= PROBLEM 1 =
In the court excerpt on the trial evidence, to whom was the .380 caliber gun recovered at the Speedway station registered?
= PROBLEM 2 =
Resume the court excerpt on the trial evidence, picking up after its final sentence and keeping its style.

First, it presented shell casings recovered from the scene of the shooting. These shell

casings contained DNA profiles of three unidentified males; none of the defendants’ DNA

profiles was present. The police never recovered a gun from the scene. But the prosecution

presented a .380 caliber gun recovered in connection with a different shooting and

testimony to connect that gun to one of the defendants, Christian.

       Here’s how (and bear with us). About a week after Person was killed, a man named

Perry Manuel was driving an SUV with Christian in the passenger seat and two women in

the backseat. They pulled up to another car on the street, and individuals inside that car

began shooting at them. The shooting occurred near a Speedway gas station at the corner

of South Center Road and Court Street in Burton, Michigan. Manuel was shot in the arm;

he had a .380 caliber handgun with him that day. Security footage from the Speedway

station showed Christian hiding a gun behind a dumpster. The police recovered that .380

caliber gun and it was registered to a woman named Yoko Mason-Robertson, who was

dating a man named William Harris.

       The prosecution gave Harris immunity to testify. During a police interview, Harris

had told police that he gave Mason-Robertson’s gun to Joshun Edwards before Person’s

murder. The prosecution expected him to say so at trial, but instead he denied it. He said

that he told Sergeant Gaspar that story when she interviewed him because she

                                             11
“basically . . . put me in a position. She basically told me that I either would be a defendant

or I would be a witness.” He explained that the two of them “just sat there and concocted

a story . . . .”

        Detective Ronald Ainslie was qualified as an expert witness in firearms analysis and

tool marks. Ainslie testified that he had the ability to identify fired cartridge casings and

fired bullets and link them to a particular firearm by “looking for . . . markings that are left

on a fired cartridge cas[ing] or a fired bullet.” These marks would allow him to “identify

fired cas[ings] as all being fired from a similar or from the same firearm.”

        Ainslie examined the casings and fired bullets found at the scene of Person’s murder

and the gun recovered from the gas station. When testifying about some of these bullets

and casings, Detective Ainslie discussed the “lands and grooves” in particular firearms that

leave specific marks on fired bullets or spent casings.

= DATASET EXTRACT =
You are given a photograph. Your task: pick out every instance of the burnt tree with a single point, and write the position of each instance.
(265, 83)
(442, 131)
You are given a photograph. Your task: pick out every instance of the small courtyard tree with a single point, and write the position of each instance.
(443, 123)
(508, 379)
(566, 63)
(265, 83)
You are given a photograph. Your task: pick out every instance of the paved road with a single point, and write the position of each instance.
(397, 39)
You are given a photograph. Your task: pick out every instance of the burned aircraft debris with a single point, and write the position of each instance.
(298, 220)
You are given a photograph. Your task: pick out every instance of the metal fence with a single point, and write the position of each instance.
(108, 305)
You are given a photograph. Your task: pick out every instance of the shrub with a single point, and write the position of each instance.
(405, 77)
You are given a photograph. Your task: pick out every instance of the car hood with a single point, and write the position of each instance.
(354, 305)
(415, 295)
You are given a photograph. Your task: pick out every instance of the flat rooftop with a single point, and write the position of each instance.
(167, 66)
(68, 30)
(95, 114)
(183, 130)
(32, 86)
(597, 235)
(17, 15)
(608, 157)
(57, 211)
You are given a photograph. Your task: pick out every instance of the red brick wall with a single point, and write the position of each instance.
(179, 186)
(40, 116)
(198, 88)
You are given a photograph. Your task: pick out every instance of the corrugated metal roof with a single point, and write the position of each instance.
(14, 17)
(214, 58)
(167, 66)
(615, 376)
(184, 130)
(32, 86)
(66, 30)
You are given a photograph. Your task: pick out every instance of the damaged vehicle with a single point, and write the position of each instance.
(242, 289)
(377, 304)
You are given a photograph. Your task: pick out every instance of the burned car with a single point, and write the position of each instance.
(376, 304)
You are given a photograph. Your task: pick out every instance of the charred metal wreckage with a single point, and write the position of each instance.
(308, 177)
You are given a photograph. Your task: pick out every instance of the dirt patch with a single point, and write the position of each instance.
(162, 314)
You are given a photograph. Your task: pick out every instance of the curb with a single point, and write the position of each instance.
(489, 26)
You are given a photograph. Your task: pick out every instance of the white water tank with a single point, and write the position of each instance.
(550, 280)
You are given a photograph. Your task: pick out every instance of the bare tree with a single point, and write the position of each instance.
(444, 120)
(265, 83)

...

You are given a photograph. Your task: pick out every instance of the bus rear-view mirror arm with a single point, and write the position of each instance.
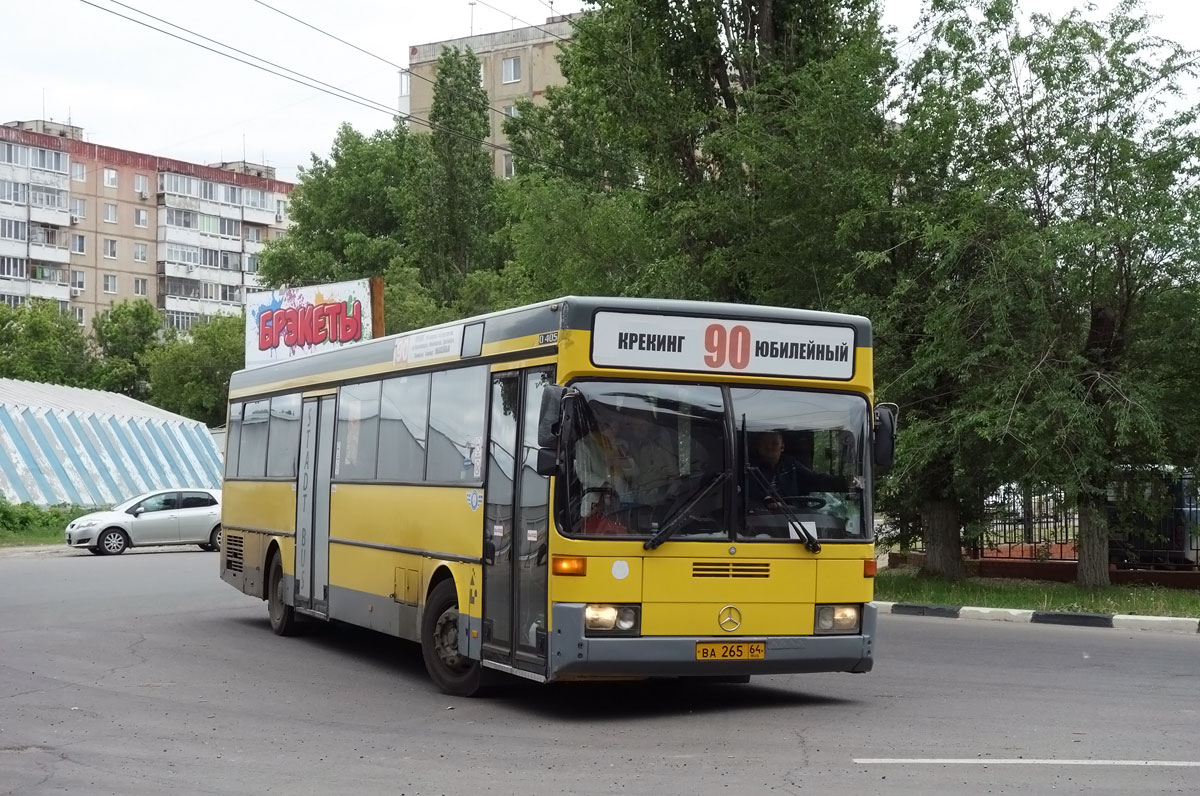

= EXPECTED ANSWER 1 =
Yoko Mason-Robertson

= EXPECTED ANSWER 2 =
        When asked to compare the gun recovered from the gas station with “two .380 CBC

fired cartridge cas[ings]” recovered from the scene of Person’s murder, Ainslie said that

the cartridge casings had been fired from the gun hidden at the gas station. But he did not

provide any evidence about the specific grooves within the gun or about corresponding

marks on the casings that led him to this conclusion. Rather, he simply described the model

of the gun found at the gas station—“High Point . . . model CF380”—and said it matched

the fired cartridge casings.

        Other witnesses testified about seeing either Person or one of the defendants during

the day or evening of the shooting. Sinan Asmaro testified that he was working at the Ten

Eleven Market the night of the shooting. Person was a frequent customer at the store and

Asmaro recalled seeing him there that afternoon, around 3:00 p.m. or 4:00 p.m. But he

                                              12
couldn’t remember if Person was alone. He also recalled seeing C’Quan Hinton in the

store that day. He had told the police in an interview before trial that Hinton and Person

might have spoken to each other, and that Person and another boy were making fun of

Hinton, to which Hinton replied, “You better watch your back.” But he had no memory of

this at trial. Instead, he told the jury that the boys left the store laughing and smiling,

explaining that it was “nothing serious” and that “[i]t wasn’t words. It was more laughing.”

He recalled seeing Person come by the store again later. Person had a bike in front of the

store, and was speaking with someone Asmaro did not recognize.

       Shaquala Watson, who knew Person from school, testified that she also saw him at

the Ten Eleven Market that day at about 7:30 p.m. She testified that she saw Person talking

to an older man and that he was on a bike as she arrived at the market. When she left the

store, she said that Person was by himself. About fifteen minutes later, she heard gunshots.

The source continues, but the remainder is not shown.